> [Exercise input]:
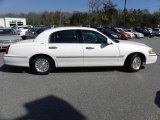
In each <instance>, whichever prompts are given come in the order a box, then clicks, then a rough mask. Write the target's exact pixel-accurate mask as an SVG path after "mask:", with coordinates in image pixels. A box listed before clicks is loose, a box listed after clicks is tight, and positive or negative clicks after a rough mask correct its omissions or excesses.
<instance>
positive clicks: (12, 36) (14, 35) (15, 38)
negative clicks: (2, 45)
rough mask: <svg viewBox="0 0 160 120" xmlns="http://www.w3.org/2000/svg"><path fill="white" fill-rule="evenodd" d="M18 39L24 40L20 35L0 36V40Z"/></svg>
mask: <svg viewBox="0 0 160 120" xmlns="http://www.w3.org/2000/svg"><path fill="white" fill-rule="evenodd" d="M16 39H22V38H21V37H20V36H18V35H10V36H0V40H16Z"/></svg>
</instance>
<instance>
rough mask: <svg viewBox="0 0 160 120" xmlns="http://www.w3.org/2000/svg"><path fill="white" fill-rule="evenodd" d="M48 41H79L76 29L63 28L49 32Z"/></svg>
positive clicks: (57, 42)
mask: <svg viewBox="0 0 160 120" xmlns="http://www.w3.org/2000/svg"><path fill="white" fill-rule="evenodd" d="M49 43H79V39H78V34H77V31H76V30H64V31H59V32H56V33H53V34H51V36H50V40H49Z"/></svg>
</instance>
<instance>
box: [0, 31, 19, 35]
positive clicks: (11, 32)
mask: <svg viewBox="0 0 160 120" xmlns="http://www.w3.org/2000/svg"><path fill="white" fill-rule="evenodd" d="M7 35H17V33H16V32H15V31H14V30H13V29H0V36H7Z"/></svg>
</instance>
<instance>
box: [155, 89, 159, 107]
mask: <svg viewBox="0 0 160 120" xmlns="http://www.w3.org/2000/svg"><path fill="white" fill-rule="evenodd" d="M154 103H155V104H156V105H157V106H158V107H159V108H160V91H158V92H157V93H156V97H155V100H154Z"/></svg>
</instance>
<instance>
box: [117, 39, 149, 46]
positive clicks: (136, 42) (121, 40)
mask: <svg viewBox="0 0 160 120" xmlns="http://www.w3.org/2000/svg"><path fill="white" fill-rule="evenodd" d="M119 41H120V44H121V45H128V46H129V45H132V46H133V45H136V46H141V47H149V46H147V45H145V44H143V43H139V42H133V41H124V40H119Z"/></svg>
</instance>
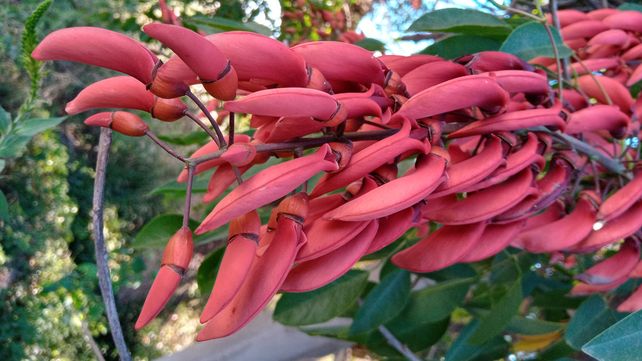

> [Task instructions]: Gather every line of the listing that contains the word "negative".

> [Your solution]:
In each <instance>, whichever prompts are given come in the order a box, then clicks, then a rough mask. Write the target's exact pixel-accurate mask as an SVG path after "mask:", with coordinates in image pixels. A box listed before clicks is loose, a box listed after clicks is tight, and positive or negative clicks after a rough mask correct its omissions or excesses.
negative clicks: (2, 45)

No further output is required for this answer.